WHAT TO WORK ON: Transcribe all of the records precisely as they are presented.
BEGIN DATA FOR THIS TASK
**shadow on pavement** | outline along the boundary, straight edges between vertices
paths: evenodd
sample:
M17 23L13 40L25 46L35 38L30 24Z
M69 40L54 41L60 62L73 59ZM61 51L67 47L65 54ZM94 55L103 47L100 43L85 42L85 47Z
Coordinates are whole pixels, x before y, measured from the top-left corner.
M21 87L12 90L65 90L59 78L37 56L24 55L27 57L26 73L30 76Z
END DATA FOR THIS TASK
SOLUTION TO THE EXERCISE:
**shadow on pavement** | outline along the boundary, straight edges between vertices
paths: evenodd
sample:
M17 23L13 40L25 46L35 38L30 24Z
M69 40L54 41L60 62L73 59ZM61 51L67 47L65 54ZM94 55L103 47L100 43L85 42L85 47Z
Coordinates are whole pixels, x before y, measured from the top-left corner.
M21 87L12 90L65 90L59 78L37 56L24 55L27 57L26 73L30 76Z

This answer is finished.